Please reproduce the rows below verbatim, from the line with "Put a marker on each instance of the white staircase" up to and including the line with "[(631, 299)]".

(Coordinate annotation records)
□ □ □ □ □ □ □
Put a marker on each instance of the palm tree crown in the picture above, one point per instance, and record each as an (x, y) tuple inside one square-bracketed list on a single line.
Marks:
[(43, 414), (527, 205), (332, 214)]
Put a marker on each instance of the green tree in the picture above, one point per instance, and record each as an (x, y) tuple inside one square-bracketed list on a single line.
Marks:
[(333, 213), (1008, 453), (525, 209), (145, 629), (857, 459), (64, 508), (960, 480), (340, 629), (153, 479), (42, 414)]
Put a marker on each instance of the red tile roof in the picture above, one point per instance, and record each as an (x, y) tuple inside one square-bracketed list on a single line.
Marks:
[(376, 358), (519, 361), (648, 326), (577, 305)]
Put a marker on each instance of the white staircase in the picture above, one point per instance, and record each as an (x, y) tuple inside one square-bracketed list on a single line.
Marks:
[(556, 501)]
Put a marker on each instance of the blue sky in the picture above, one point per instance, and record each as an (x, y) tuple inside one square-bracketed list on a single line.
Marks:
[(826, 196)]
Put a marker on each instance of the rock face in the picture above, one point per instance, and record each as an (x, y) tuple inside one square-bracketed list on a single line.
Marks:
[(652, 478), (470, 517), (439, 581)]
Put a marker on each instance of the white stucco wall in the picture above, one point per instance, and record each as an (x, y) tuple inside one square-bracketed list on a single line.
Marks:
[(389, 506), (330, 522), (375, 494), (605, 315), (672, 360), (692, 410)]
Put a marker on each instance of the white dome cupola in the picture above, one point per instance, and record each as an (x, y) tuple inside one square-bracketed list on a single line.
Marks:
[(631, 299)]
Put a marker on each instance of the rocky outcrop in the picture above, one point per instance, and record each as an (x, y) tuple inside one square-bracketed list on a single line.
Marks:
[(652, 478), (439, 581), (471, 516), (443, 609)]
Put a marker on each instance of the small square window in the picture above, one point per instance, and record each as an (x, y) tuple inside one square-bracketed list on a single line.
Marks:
□ □ □ □ □ □ □
Exercise result >>
Put a marker on each instance of the white staircase in the picture above, one point per instance, and record each as an (x, y) tuple inside one square-bracketed list on a single line.
Marks:
[(556, 501)]
Put a marker on each instance of the blue sky in the picture above, one point per instance, and record each as an (x, y) tuple inside one square-bracketed list on a single line.
Marks:
[(826, 196)]
Put a marker on each instance of the rock face in the picture above, one point per instance, and record each as an (x, y) tuple inside one square-bracketed list on a single line.
Marks:
[(652, 478), (470, 517), (439, 581)]
Put a marker on each instance of the white stucco wall in the picture above, one point per instance, and record each as an (x, y) tuple inside one square-bracketed list on a single line.
Marks:
[(389, 506), (330, 522), (375, 494), (605, 315), (672, 360), (692, 410)]
Put a marker on each instance of the white dome cupola in the picture above, one point per instance, and record each as an (x, y) tuple inside one square-bracketed list on a single line.
Marks:
[(631, 299)]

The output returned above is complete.